Supplied data Block Start
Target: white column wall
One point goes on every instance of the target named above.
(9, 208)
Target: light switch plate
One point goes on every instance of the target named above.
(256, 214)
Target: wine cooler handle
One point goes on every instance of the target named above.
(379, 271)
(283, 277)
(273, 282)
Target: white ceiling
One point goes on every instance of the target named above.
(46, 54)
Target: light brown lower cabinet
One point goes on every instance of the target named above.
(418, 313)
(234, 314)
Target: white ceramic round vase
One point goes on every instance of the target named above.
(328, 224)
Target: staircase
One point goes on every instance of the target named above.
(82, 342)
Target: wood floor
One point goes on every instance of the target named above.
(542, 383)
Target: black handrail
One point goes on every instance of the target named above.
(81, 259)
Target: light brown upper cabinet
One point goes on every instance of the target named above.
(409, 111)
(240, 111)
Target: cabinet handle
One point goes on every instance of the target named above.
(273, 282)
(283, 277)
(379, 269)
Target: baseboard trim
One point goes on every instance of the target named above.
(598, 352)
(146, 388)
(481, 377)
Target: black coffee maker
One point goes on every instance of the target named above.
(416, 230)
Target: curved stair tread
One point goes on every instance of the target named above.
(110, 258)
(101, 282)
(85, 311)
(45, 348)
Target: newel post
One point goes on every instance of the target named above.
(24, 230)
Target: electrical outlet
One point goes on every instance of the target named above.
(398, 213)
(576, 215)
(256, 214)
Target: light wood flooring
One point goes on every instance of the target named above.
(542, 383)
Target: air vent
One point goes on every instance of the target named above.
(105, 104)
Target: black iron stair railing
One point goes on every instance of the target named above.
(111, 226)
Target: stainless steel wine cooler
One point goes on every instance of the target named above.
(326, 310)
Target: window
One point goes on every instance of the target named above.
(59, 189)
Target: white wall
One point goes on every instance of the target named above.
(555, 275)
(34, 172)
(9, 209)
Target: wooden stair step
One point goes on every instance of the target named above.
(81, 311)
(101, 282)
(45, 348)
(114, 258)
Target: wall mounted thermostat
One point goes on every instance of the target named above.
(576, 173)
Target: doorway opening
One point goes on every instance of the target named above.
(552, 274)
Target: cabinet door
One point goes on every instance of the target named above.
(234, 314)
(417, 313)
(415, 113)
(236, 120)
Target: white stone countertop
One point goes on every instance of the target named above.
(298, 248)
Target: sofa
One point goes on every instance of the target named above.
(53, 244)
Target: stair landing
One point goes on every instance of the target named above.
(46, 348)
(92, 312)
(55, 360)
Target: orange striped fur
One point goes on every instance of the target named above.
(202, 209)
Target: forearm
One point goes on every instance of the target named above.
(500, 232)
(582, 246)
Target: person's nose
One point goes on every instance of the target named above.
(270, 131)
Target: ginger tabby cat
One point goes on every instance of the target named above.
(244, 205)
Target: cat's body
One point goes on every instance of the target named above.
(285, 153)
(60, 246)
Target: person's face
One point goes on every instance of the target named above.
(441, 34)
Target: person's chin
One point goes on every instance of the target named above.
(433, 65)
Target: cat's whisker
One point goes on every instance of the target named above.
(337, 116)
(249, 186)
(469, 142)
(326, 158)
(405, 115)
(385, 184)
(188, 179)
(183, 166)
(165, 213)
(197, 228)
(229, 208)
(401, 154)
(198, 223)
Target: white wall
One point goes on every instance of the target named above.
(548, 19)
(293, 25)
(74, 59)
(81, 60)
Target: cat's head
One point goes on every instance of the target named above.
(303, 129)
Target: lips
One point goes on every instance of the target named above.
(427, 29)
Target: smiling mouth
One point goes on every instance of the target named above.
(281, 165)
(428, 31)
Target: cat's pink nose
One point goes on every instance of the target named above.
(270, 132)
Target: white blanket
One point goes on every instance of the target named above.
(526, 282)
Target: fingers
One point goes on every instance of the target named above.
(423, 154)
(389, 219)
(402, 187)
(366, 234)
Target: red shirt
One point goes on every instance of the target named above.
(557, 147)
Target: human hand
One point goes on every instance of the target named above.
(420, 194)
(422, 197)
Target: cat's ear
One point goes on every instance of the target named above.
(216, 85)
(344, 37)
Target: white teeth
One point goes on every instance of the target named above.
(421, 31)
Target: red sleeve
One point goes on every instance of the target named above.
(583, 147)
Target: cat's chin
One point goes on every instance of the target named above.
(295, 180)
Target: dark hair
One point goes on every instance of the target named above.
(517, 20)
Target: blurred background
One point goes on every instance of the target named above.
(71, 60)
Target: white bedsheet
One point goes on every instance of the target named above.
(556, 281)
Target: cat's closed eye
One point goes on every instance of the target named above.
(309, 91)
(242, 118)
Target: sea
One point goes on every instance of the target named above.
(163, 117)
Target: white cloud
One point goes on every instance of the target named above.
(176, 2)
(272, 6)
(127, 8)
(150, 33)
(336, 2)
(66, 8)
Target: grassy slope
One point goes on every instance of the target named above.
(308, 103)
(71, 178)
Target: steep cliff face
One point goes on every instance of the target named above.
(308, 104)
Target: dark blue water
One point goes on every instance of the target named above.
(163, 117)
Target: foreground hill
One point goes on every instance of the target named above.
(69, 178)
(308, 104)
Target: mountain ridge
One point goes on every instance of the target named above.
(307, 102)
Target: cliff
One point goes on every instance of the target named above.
Supplied data Block End
§ Task requirements:
Would you repeat all of the entries exactly?

§ Response to this task:
Target: white column wall
One point goes on every instance of the target named above.
(9, 208)
Target: light switch plate
One point goes on every instance of the target named above.
(256, 214)
Target: wine cooler handle
One point goes on every instance of the target named above.
(379, 271)
(283, 277)
(273, 282)
Target: white ceiling
One point goes on every instance of the target named above.
(46, 54)
Target: light brown lower cabinet
One point goes on every instance of the target named above.
(418, 313)
(234, 314)
Target: white ceramic round vase
One point goes on every instance of the target named above.
(328, 224)
Target: staircase
One point goes on every instance of the target named above.
(82, 342)
Target: wood floor
One point goes on every instance of the target named above.
(542, 383)
Target: black handrail
One point goes on every instance of the target named above.
(81, 259)
Target: light brown upper cabinet
One point goes on every instance of the target named above.
(409, 111)
(240, 111)
Target: cabinet handle
One point goes on every instance of the target named above.
(273, 282)
(283, 277)
(379, 269)
Target: baseboard trim
One point goes on every instance of the target named above.
(598, 352)
(146, 388)
(481, 377)
Target: black coffee maker
One point goes on every instance of the target named above.
(416, 230)
Target: curved stair tread
One point goes on every instance of the target named above.
(110, 258)
(101, 282)
(85, 311)
(45, 348)
Target: newel post
One point goes on every instance of the target named above.
(24, 230)
Target: electrical outlet
One point goes on every instance of the target named above.
(398, 213)
(576, 215)
(256, 214)
Target: light wood flooring
One point goes on every instance of the target named above.
(542, 383)
Target: air vent
One point goes on every instance of the target named above.
(105, 104)
Target: black iron stair railing
One point goes on every instance of the target named above.
(111, 226)
Target: stainless steel wine cooler
One point goes on every instance of the target named above.
(326, 310)
Target: window
One point goes on every instance of the target named above.
(59, 189)
Target: white wall
One point goes on every instance of the target named above.
(555, 275)
(34, 172)
(9, 209)
Target: wooden stair step
One point goes on every instance of the target named above.
(81, 311)
(101, 282)
(45, 348)
(114, 258)
Target: wall mounted thermostat
One point goes on every instance of the target named above.
(576, 173)
Target: doorway opening
One point goes on every instance of the target named above.
(552, 274)
Target: cabinet door
One point goes on every instance of the target named above.
(234, 314)
(417, 313)
(415, 113)
(236, 120)
Target: white stone countertop
One point goes on every instance of the target named above.
(298, 248)
Target: sofa
One point goes on every instance of the target named above.
(53, 244)
Target: stair landing
One point goes on every instance of the target named above.
(46, 348)
(92, 312)
(55, 360)
Target: orange striped fur
One point goes on every instance of the target named above.
(202, 209)
Target: forearm
One point goes on every instance of the target named above.
(500, 232)
(582, 246)
Target: person's nose
One point goes on every instance of the target named above.
(270, 131)
Target: ginger tabby cat
One point goes on every instance of the target named above.
(244, 205)
Target: cat's body
One point goes on every instance of the target named above.
(285, 153)
(60, 246)
Target: person's face
One point goes on every instance of the target named above.
(441, 34)
Target: person's chin
One point goes on every instance of the target named above.
(433, 65)
Target: cat's whisker
One point goes on every instance of the target named above.
(337, 116)
(249, 186)
(469, 142)
(326, 158)
(405, 115)
(385, 184)
(188, 179)
(183, 166)
(165, 213)
(197, 228)
(229, 208)
(401, 154)
(198, 223)
Target: white wall
One point goes on every instance of the target named above.
(548, 19)
(293, 25)
(74, 59)
(81, 60)
Target: cat's head
One point goes on every instance of the target named above.
(303, 129)
Target: lips
One point goes on every instance of the target named above.
(427, 29)
Target: smiling mouth
One point goes on every instance of the target named above.
(281, 165)
(428, 31)
Target: cat's pink nose
One point goes on every instance of the target named above.
(270, 132)
Target: white blanket
One point goes on every instance of the target named above.
(526, 282)
Target: fingers
One point goes on every instance of the target named above.
(423, 154)
(389, 219)
(402, 187)
(366, 234)
Target: red shirt
One point goes on every instance of the target named above.
(557, 147)
Target: human hand
One point goes on every instance of the target named above.
(420, 194)
(422, 197)
Target: cat's ear
One point goes on every instance of the target named above.
(216, 85)
(344, 37)
Target: white teeth
One point goes on every instance of the target named above.
(421, 31)
Target: red sleeve
One point goes on every instance of the target named above.
(583, 147)
Target: cat's chin
One point goes on every instance of the target named above.
(295, 180)
Target: dark hair
One point goes on every instance of the target named above.
(517, 20)
Target: blurred background
One point goes on every instance of the target named above.
(71, 60)
Target: white bedsheet
One point goes on every instance of the target named above.
(556, 281)
Target: cat's closed eye
One point goes on every instance of the target named above.
(309, 91)
(242, 118)
Target: sea
One point goes on every instance of the target named above.
(163, 117)
Target: white cloud
One point goes on every instance of the target named above.
(176, 2)
(272, 6)
(127, 8)
(150, 33)
(336, 2)
(66, 8)
Target: grassy slope
One point goes on every instance of the target named above.
(308, 103)
(71, 178)
Target: steep cliff face
One point goes on every instance of the target named above.
(308, 104)
Target: dark blue water
One point goes on every instance of the target named above.
(163, 117)
Target: foreground hill
One point goes on every instance of the target named above.
(69, 178)
(308, 104)
Target: mountain ridge
One point goes on every instance of the target named above.
(307, 102)
Target: cliff
One point goes on every instance of the target named above.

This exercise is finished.